What you need to do:
Copy out the data below as written; omit any images.

:: Data supplied ::

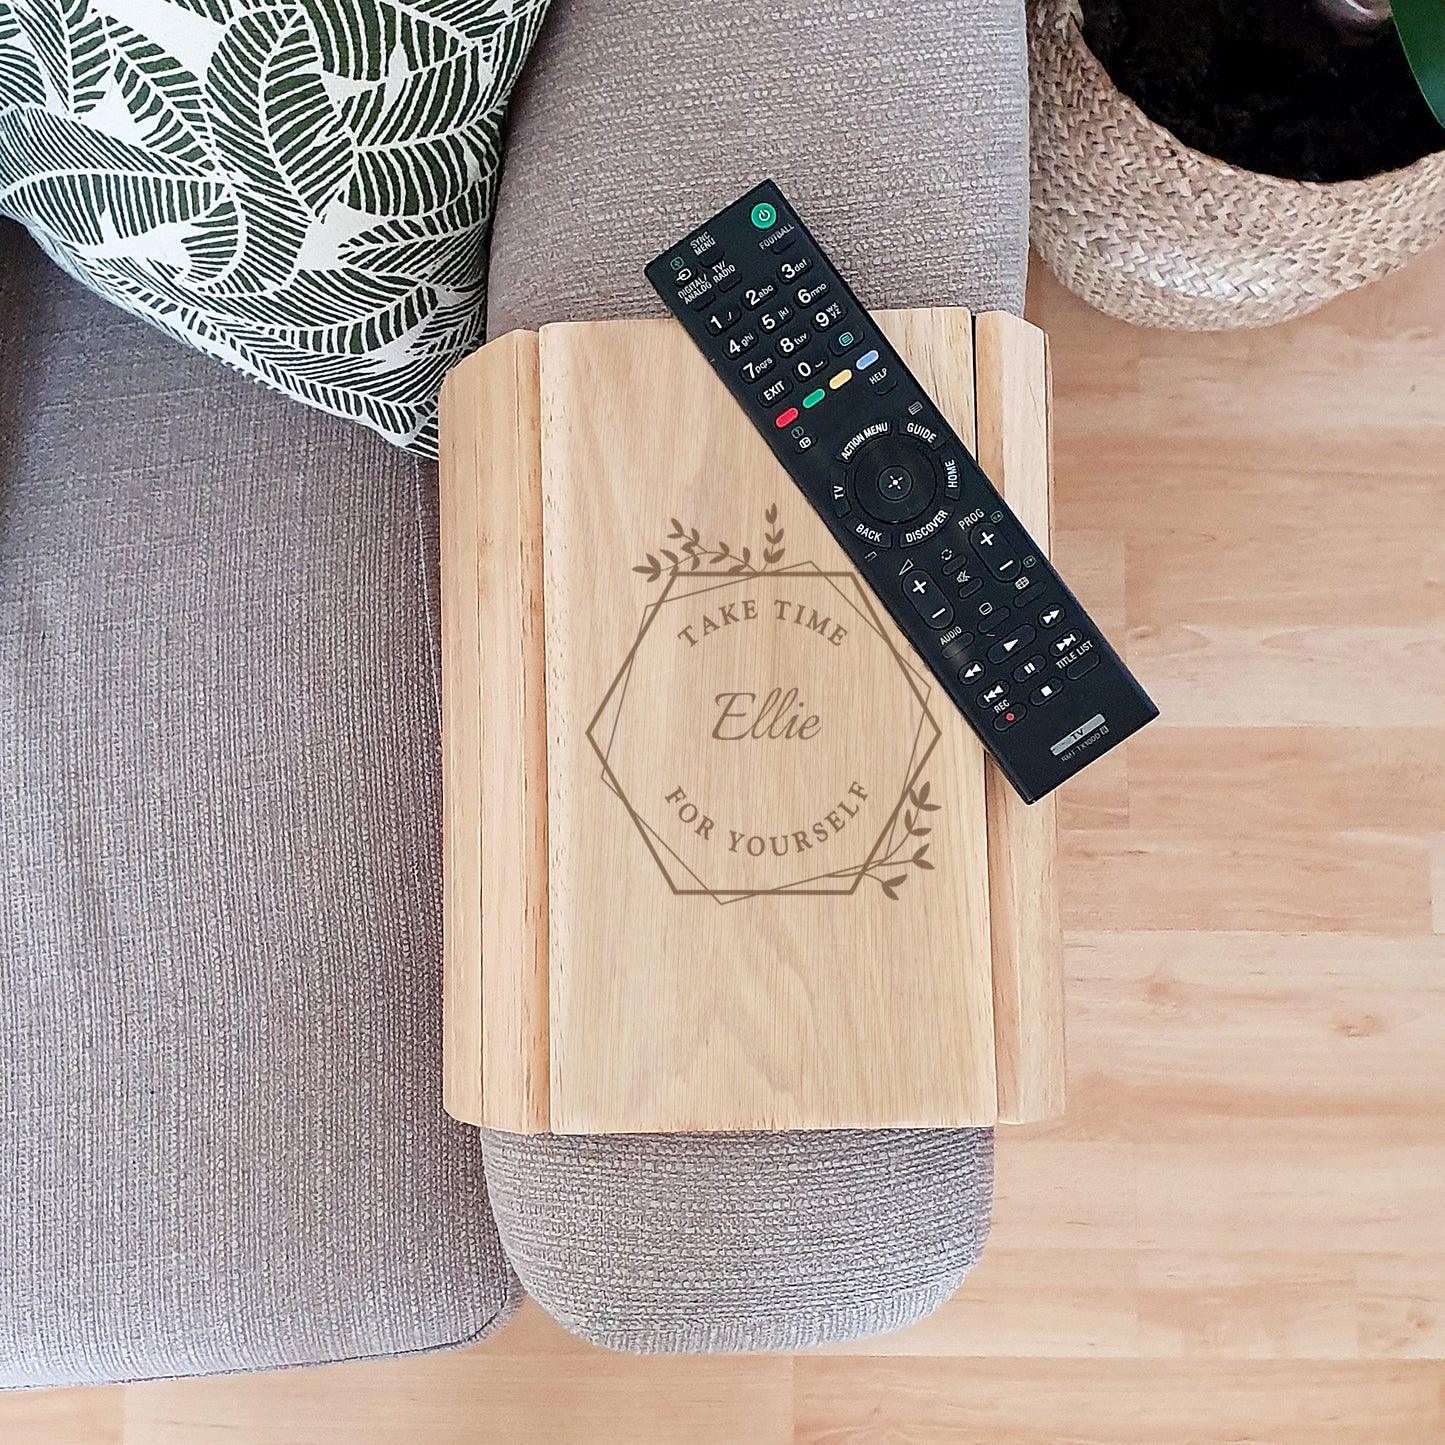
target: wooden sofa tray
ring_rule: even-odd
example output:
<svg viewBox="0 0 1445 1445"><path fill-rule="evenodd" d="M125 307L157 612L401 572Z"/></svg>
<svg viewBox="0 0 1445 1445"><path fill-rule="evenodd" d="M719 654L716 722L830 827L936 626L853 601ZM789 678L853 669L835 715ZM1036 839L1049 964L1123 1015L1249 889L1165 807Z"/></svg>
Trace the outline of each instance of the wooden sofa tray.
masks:
<svg viewBox="0 0 1445 1445"><path fill-rule="evenodd" d="M1042 333L876 319L1046 542ZM997 774L682 330L513 332L442 407L448 1109L1057 1113L1053 803Z"/></svg>

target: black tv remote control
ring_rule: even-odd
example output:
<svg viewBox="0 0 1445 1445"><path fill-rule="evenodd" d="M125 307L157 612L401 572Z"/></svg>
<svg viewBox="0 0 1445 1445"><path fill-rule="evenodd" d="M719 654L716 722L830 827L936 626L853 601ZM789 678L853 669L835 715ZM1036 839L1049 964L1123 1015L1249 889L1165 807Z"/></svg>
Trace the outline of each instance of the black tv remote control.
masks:
<svg viewBox="0 0 1445 1445"><path fill-rule="evenodd" d="M1027 802L1159 715L772 181L647 279Z"/></svg>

:::

Response:
target: wooden sofa tray
ring_rule: even-odd
example output:
<svg viewBox="0 0 1445 1445"><path fill-rule="evenodd" d="M125 307L157 612L401 572Z"/></svg>
<svg viewBox="0 0 1445 1445"><path fill-rule="evenodd" d="M719 654L716 722L830 827L936 626L853 601ZM789 678L853 669L835 715ZM1036 839L1049 964L1123 1015L1249 889L1165 807Z"/></svg>
Trace the outline of each instance of the wooden sofa tray.
masks:
<svg viewBox="0 0 1445 1445"><path fill-rule="evenodd" d="M1042 333L876 319L1046 542ZM997 774L682 330L513 332L442 407L448 1109L1057 1113L1053 803Z"/></svg>

target: black tv remote control
ring_rule: even-odd
example output:
<svg viewBox="0 0 1445 1445"><path fill-rule="evenodd" d="M125 307L157 612L401 572Z"/></svg>
<svg viewBox="0 0 1445 1445"><path fill-rule="evenodd" d="M719 654L716 722L830 827L936 626L853 601ZM789 678L853 669L835 715ZM1036 839L1049 964L1123 1015L1249 889L1165 807Z"/></svg>
Trace the outline of each instance of the black tv remote control.
masks:
<svg viewBox="0 0 1445 1445"><path fill-rule="evenodd" d="M1027 802L1159 715L772 181L647 279Z"/></svg>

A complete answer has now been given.